Problem description: Please output only the lines running from the one that contains "Target: bug's head" through the last line of the data below, exactly as they stand, with no pictures.

Exercise materials:
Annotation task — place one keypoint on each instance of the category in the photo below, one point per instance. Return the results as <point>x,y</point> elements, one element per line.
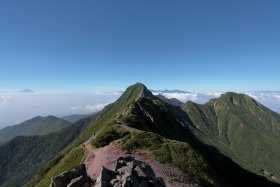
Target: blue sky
<point>99,45</point>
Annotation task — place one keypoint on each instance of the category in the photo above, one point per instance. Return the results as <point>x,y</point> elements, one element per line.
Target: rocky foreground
<point>124,172</point>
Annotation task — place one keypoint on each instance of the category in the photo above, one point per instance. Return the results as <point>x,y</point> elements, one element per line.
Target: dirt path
<point>105,156</point>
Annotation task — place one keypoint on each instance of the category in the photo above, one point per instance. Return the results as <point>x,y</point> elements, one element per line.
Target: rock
<point>127,172</point>
<point>102,184</point>
<point>72,178</point>
<point>126,184</point>
<point>135,181</point>
<point>105,177</point>
<point>143,170</point>
<point>106,174</point>
<point>144,183</point>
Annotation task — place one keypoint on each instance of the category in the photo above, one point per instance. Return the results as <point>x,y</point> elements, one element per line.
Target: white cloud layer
<point>269,99</point>
<point>4,100</point>
<point>18,107</point>
<point>94,108</point>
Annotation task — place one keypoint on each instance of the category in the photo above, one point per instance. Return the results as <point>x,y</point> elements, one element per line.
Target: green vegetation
<point>35,126</point>
<point>242,129</point>
<point>90,126</point>
<point>178,154</point>
<point>73,158</point>
<point>108,134</point>
<point>22,157</point>
<point>172,101</point>
<point>138,108</point>
<point>154,115</point>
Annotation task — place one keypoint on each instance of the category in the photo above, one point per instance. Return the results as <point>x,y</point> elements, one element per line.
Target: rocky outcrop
<point>76,177</point>
<point>127,172</point>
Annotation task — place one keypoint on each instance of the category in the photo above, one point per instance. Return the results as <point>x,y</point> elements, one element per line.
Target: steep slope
<point>137,109</point>
<point>22,157</point>
<point>172,101</point>
<point>35,126</point>
<point>241,128</point>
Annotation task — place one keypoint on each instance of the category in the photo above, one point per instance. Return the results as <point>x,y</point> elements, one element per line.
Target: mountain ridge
<point>35,126</point>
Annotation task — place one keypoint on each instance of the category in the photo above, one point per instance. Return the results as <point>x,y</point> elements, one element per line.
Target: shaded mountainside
<point>22,157</point>
<point>172,101</point>
<point>137,108</point>
<point>35,126</point>
<point>241,128</point>
<point>75,117</point>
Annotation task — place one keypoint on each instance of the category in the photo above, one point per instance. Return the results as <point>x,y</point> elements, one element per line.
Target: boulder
<point>72,178</point>
<point>143,170</point>
<point>127,172</point>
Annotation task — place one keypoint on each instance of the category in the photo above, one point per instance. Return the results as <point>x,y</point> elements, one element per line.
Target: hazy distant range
<point>16,107</point>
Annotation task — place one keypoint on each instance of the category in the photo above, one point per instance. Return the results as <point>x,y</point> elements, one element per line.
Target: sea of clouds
<point>17,107</point>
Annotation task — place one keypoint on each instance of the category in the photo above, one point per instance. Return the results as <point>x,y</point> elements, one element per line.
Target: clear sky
<point>97,45</point>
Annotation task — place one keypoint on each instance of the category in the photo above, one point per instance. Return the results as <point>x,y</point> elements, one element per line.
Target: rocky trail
<point>106,156</point>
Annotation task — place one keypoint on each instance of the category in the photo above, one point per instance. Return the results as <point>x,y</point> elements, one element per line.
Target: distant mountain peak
<point>170,91</point>
<point>26,91</point>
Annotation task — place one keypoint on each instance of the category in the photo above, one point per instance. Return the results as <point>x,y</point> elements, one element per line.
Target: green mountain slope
<point>75,117</point>
<point>35,126</point>
<point>242,129</point>
<point>172,101</point>
<point>22,157</point>
<point>139,109</point>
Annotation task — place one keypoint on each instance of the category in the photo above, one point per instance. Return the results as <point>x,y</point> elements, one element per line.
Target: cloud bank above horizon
<point>17,107</point>
<point>268,98</point>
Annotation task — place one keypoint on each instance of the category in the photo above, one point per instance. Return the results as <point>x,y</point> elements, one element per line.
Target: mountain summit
<point>229,141</point>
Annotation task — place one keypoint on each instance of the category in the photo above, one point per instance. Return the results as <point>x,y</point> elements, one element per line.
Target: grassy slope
<point>153,115</point>
<point>241,128</point>
<point>104,118</point>
<point>172,101</point>
<point>35,126</point>
<point>75,117</point>
<point>22,157</point>
<point>178,154</point>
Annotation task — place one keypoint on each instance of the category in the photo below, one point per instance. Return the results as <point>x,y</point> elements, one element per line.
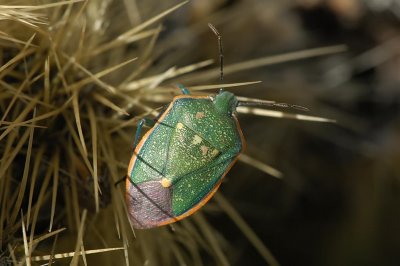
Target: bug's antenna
<point>267,103</point>
<point>221,50</point>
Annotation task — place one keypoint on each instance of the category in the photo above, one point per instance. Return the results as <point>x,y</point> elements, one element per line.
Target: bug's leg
<point>145,121</point>
<point>183,89</point>
<point>120,180</point>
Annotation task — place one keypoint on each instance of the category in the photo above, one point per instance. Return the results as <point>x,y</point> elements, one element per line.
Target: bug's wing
<point>188,152</point>
<point>192,188</point>
<point>152,155</point>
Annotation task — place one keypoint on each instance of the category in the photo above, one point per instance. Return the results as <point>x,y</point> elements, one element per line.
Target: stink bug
<point>180,162</point>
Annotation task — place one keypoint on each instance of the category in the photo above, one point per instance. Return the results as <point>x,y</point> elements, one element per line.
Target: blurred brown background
<point>339,201</point>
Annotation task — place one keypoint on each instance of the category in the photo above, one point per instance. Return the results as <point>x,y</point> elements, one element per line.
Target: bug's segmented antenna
<point>269,103</point>
<point>221,50</point>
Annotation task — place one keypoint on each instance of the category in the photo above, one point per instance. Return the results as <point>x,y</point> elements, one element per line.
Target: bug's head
<point>225,102</point>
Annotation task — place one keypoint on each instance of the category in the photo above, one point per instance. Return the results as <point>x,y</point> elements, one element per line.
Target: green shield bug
<point>180,162</point>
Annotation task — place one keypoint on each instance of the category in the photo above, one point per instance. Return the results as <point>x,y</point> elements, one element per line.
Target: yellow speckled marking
<point>196,140</point>
<point>165,182</point>
<point>200,115</point>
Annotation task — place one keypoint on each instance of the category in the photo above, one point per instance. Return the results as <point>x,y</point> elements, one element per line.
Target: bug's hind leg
<point>183,89</point>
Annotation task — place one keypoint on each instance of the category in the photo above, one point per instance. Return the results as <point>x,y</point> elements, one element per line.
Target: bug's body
<point>180,162</point>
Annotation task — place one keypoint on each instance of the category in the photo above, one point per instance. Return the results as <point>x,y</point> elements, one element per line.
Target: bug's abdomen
<point>149,204</point>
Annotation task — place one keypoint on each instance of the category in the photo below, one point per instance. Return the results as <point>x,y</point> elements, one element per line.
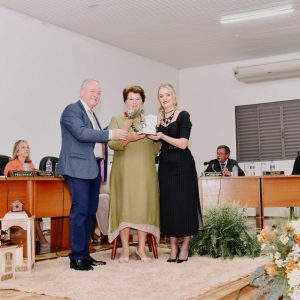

Solution:
Target: bug's head
<point>225,102</point>
Annotation task — place one keypoint on each instance of the category in the photo above, one point per instance. Return the results as <point>x,y</point> elements, one element per line.
Target: green shield bug
<point>180,162</point>
Annotation task — place one keypoint on each instance of the category in the photo above, one point per instance. Return the results as <point>x,y</point> elements, one element per line.
Target: yellow speckled marking
<point>196,140</point>
<point>165,182</point>
<point>200,115</point>
Annotation task — place one keypoint on each instance of the category in the photo above, one point per instance. Return the results as <point>x,y</point> elements, one element per line.
Target: bug's hind leg
<point>183,89</point>
Annotation task — place one keypoint on each instance of the category in the photo above, one point per instance. Return the results as <point>x,y</point> elements, one element per line.
Target: bug's body
<point>180,162</point>
Annotation task — place one keypoint on each instance of the category in the photo above, one point per instance. Return the results as <point>x,y</point> elements, one element per line.
Target: bug's abdomen
<point>149,204</point>
Annotation task — place one keypoint on each instance of the category in the photo below, one point per instance. Return the results as <point>x,y</point> elements, one element per line.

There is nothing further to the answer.